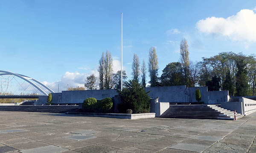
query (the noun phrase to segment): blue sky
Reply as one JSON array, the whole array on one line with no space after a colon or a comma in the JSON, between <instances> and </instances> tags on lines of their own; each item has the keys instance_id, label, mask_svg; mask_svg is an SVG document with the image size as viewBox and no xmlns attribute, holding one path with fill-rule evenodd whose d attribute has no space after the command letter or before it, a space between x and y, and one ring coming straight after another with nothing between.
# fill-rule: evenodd
<instances>
[{"instance_id":1,"label":"blue sky","mask_svg":"<svg viewBox=\"0 0 256 153\"><path fill-rule=\"evenodd\" d=\"M160 76L167 64L179 61L183 38L192 61L222 51L256 53L255 0L6 0L0 1L0 70L65 90L96 74L108 50L116 71L122 12L123 64L129 77L134 53L147 63L152 46Z\"/></svg>"}]
</instances>

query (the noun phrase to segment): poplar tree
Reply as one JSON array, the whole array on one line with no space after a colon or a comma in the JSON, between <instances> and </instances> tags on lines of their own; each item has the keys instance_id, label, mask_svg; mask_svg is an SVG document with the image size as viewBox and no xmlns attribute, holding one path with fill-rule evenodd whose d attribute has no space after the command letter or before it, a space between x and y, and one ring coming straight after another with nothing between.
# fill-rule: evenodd
<instances>
[{"instance_id":1,"label":"poplar tree","mask_svg":"<svg viewBox=\"0 0 256 153\"><path fill-rule=\"evenodd\" d=\"M85 83L84 83L84 87L87 88L89 90L96 90L97 89L96 86L96 76L94 74L92 74L86 78Z\"/></svg>"},{"instance_id":2,"label":"poplar tree","mask_svg":"<svg viewBox=\"0 0 256 153\"><path fill-rule=\"evenodd\" d=\"M102 52L102 57L99 59L99 68L98 68L98 71L99 72L99 89L104 89L105 88L105 82L104 82L104 75L105 74L105 71L104 67L105 65L105 55L104 52Z\"/></svg>"},{"instance_id":3,"label":"poplar tree","mask_svg":"<svg viewBox=\"0 0 256 153\"><path fill-rule=\"evenodd\" d=\"M142 65L141 66L141 73L142 73L141 76L141 84L142 86L143 87L146 87L146 73L147 71L147 68L146 68L146 64L145 64L145 60L143 60L142 62Z\"/></svg>"},{"instance_id":4,"label":"poplar tree","mask_svg":"<svg viewBox=\"0 0 256 153\"><path fill-rule=\"evenodd\" d=\"M109 89L112 88L113 75L113 61L111 55L111 53L107 51L105 57L105 62L104 64L105 69L105 89Z\"/></svg>"},{"instance_id":5,"label":"poplar tree","mask_svg":"<svg viewBox=\"0 0 256 153\"><path fill-rule=\"evenodd\" d=\"M189 46L186 40L183 39L180 45L180 61L184 71L184 83L187 87L189 87Z\"/></svg>"},{"instance_id":6,"label":"poplar tree","mask_svg":"<svg viewBox=\"0 0 256 153\"><path fill-rule=\"evenodd\" d=\"M139 82L139 77L140 74L140 60L138 56L134 53L134 54L133 62L131 68L132 69L132 74L133 79Z\"/></svg>"},{"instance_id":7,"label":"poplar tree","mask_svg":"<svg viewBox=\"0 0 256 153\"><path fill-rule=\"evenodd\" d=\"M149 49L148 55L148 72L150 77L151 87L155 87L157 84L158 74L158 60L157 56L156 48L152 47Z\"/></svg>"}]
</instances>

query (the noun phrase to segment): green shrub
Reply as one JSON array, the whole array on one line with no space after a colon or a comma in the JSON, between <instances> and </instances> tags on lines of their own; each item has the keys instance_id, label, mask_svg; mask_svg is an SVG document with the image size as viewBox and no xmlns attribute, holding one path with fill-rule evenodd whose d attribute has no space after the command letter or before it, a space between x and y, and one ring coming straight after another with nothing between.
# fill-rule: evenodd
<instances>
[{"instance_id":1,"label":"green shrub","mask_svg":"<svg viewBox=\"0 0 256 153\"><path fill-rule=\"evenodd\" d=\"M109 97L106 98L97 102L97 110L101 113L108 112L113 106L112 99Z\"/></svg>"},{"instance_id":2,"label":"green shrub","mask_svg":"<svg viewBox=\"0 0 256 153\"><path fill-rule=\"evenodd\" d=\"M143 87L136 80L129 80L125 83L126 87L122 91L117 90L122 102L118 106L121 113L126 113L130 109L134 113L148 113L150 111L150 97Z\"/></svg>"},{"instance_id":3,"label":"green shrub","mask_svg":"<svg viewBox=\"0 0 256 153\"><path fill-rule=\"evenodd\" d=\"M200 90L198 89L195 90L195 99L198 102L201 100L201 94L200 94Z\"/></svg>"},{"instance_id":4,"label":"green shrub","mask_svg":"<svg viewBox=\"0 0 256 153\"><path fill-rule=\"evenodd\" d=\"M48 103L50 103L52 101L52 94L49 93L47 98L47 102Z\"/></svg>"},{"instance_id":5,"label":"green shrub","mask_svg":"<svg viewBox=\"0 0 256 153\"><path fill-rule=\"evenodd\" d=\"M131 109L128 109L126 110L126 113L131 114L132 113L132 110Z\"/></svg>"},{"instance_id":6,"label":"green shrub","mask_svg":"<svg viewBox=\"0 0 256 153\"><path fill-rule=\"evenodd\" d=\"M88 98L84 101L82 108L84 109L92 109L97 103L95 98Z\"/></svg>"}]
</instances>

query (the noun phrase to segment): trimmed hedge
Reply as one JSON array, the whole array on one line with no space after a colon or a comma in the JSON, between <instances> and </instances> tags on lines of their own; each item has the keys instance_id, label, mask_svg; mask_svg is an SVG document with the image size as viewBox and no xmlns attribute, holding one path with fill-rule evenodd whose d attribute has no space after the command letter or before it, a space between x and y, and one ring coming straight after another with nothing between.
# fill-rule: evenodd
<instances>
[{"instance_id":1,"label":"trimmed hedge","mask_svg":"<svg viewBox=\"0 0 256 153\"><path fill-rule=\"evenodd\" d=\"M112 99L109 97L105 98L101 100L99 104L99 108L100 111L103 113L108 112L113 106L113 102Z\"/></svg>"},{"instance_id":2,"label":"trimmed hedge","mask_svg":"<svg viewBox=\"0 0 256 153\"><path fill-rule=\"evenodd\" d=\"M121 113L126 113L127 109L132 113L145 113L150 112L150 97L144 88L138 81L130 80L125 83L126 87L122 91L117 90L122 102L119 104L118 109Z\"/></svg>"},{"instance_id":3,"label":"trimmed hedge","mask_svg":"<svg viewBox=\"0 0 256 153\"><path fill-rule=\"evenodd\" d=\"M113 106L112 99L109 97L98 101L94 98L88 98L84 101L82 108L84 112L109 113Z\"/></svg>"},{"instance_id":4,"label":"trimmed hedge","mask_svg":"<svg viewBox=\"0 0 256 153\"><path fill-rule=\"evenodd\" d=\"M200 90L198 89L195 90L195 99L198 102L201 100L201 94Z\"/></svg>"},{"instance_id":5,"label":"trimmed hedge","mask_svg":"<svg viewBox=\"0 0 256 153\"><path fill-rule=\"evenodd\" d=\"M52 94L49 93L48 95L48 96L47 98L47 102L48 103L50 103L52 101Z\"/></svg>"},{"instance_id":6,"label":"trimmed hedge","mask_svg":"<svg viewBox=\"0 0 256 153\"><path fill-rule=\"evenodd\" d=\"M88 98L84 101L82 108L84 109L91 109L97 103L97 99L95 98Z\"/></svg>"}]
</instances>

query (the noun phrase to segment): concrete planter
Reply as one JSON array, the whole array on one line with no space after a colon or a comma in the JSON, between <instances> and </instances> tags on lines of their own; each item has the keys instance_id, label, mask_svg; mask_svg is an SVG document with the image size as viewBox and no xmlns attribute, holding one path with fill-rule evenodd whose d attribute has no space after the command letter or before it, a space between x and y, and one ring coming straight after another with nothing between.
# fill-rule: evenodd
<instances>
[{"instance_id":1,"label":"concrete planter","mask_svg":"<svg viewBox=\"0 0 256 153\"><path fill-rule=\"evenodd\" d=\"M79 115L87 116L103 117L132 119L154 118L155 117L156 115L156 113L142 113L137 114L123 114L116 113L66 112L66 114Z\"/></svg>"}]
</instances>

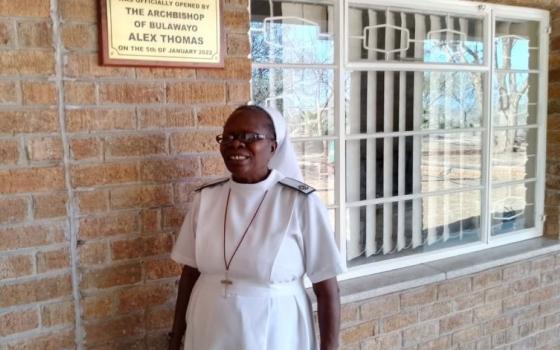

□ □ □ □

Aim of the task
Copy out the lines verbatim, beginning with the line that contains "query (the noun phrase to segment): green" and continuing through the line that contains "97L106 98L97 102L97", with both of those lines included.

Result for this exercise
query (the noun phrase to segment): green shrub
Reply as one JSON array, the whole array on one line with no space after a colon or a comma in the JSON, between <instances> and </instances> tags on lines of their own; each item has the keys instance_id, label, mask_svg; mask_svg is an SVG document with the image size as viewBox and no xmlns attribute, holding one path with fill-rule evenodd whose d attribute has no space after the command letter or before it, a space between x and y, and one ring coming straight after another with nothing between.
# fill-rule: evenodd
<instances>
[{"instance_id":1,"label":"green shrub","mask_svg":"<svg viewBox=\"0 0 256 153\"><path fill-rule=\"evenodd\" d=\"M109 97L106 98L97 102L97 110L101 113L108 112L113 106L112 99Z\"/></svg>"},{"instance_id":2,"label":"green shrub","mask_svg":"<svg viewBox=\"0 0 256 153\"><path fill-rule=\"evenodd\" d=\"M143 87L136 80L129 80L125 83L126 87L122 91L117 90L122 102L118 106L121 113L126 113L130 109L134 113L148 113L150 111L150 97Z\"/></svg>"},{"instance_id":3,"label":"green shrub","mask_svg":"<svg viewBox=\"0 0 256 153\"><path fill-rule=\"evenodd\" d=\"M200 90L198 89L195 90L195 99L198 102L201 100L201 94L200 94Z\"/></svg>"},{"instance_id":4,"label":"green shrub","mask_svg":"<svg viewBox=\"0 0 256 153\"><path fill-rule=\"evenodd\" d=\"M48 103L50 103L52 101L52 94L49 93L47 98L47 102Z\"/></svg>"},{"instance_id":5,"label":"green shrub","mask_svg":"<svg viewBox=\"0 0 256 153\"><path fill-rule=\"evenodd\" d=\"M131 109L128 109L126 110L126 113L131 114L132 113L132 110Z\"/></svg>"},{"instance_id":6,"label":"green shrub","mask_svg":"<svg viewBox=\"0 0 256 153\"><path fill-rule=\"evenodd\" d=\"M88 98L84 101L82 108L84 109L92 109L97 103L95 98Z\"/></svg>"}]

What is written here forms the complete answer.